(DATA FOR REVIEW begins)

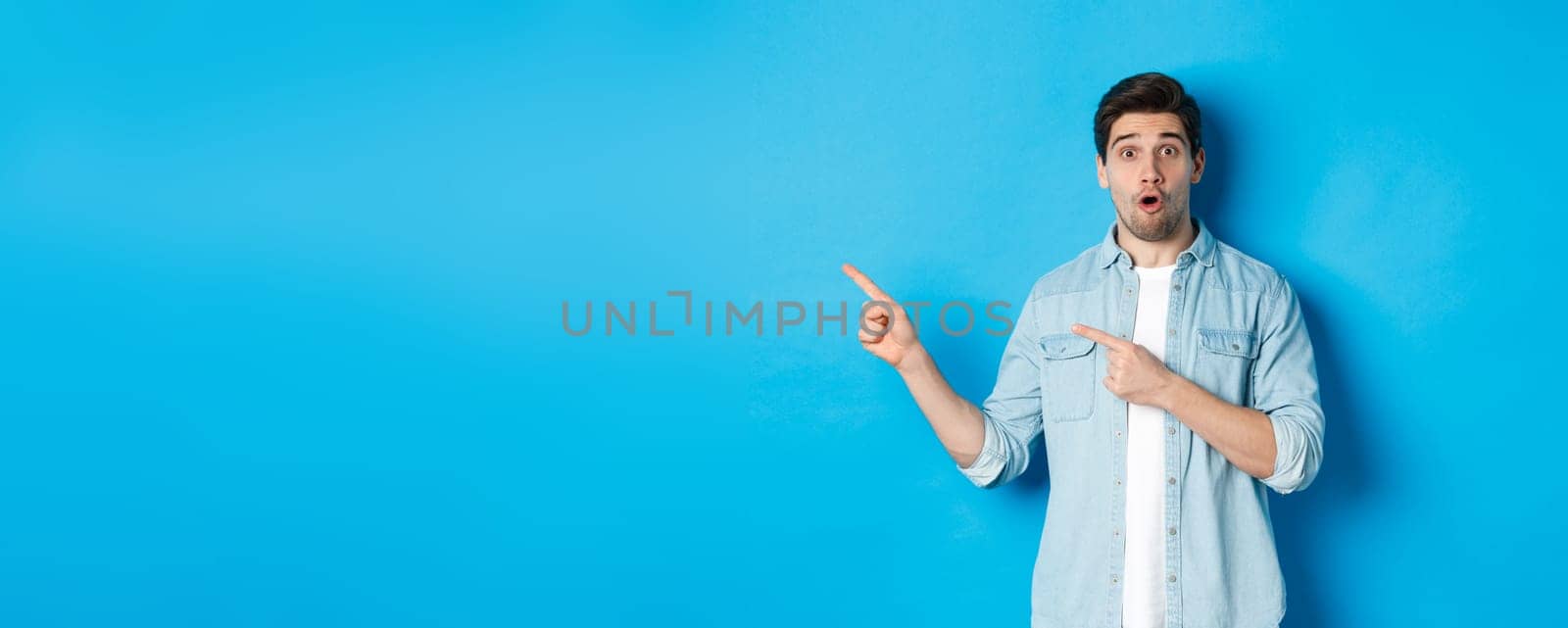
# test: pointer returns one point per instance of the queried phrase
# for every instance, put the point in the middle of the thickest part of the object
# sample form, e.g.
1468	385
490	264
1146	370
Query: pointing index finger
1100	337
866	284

(DATA FOR REVIEW ends)

- _WHAT THIS TASK INVOLVES_:
Report all lines of the data that include the word "instance".

- _WRITTEN ANSWER_:
# test: pointer returns one point per instance of the queried phrase
# for every instance, put the point in the middle of the thickest part of the object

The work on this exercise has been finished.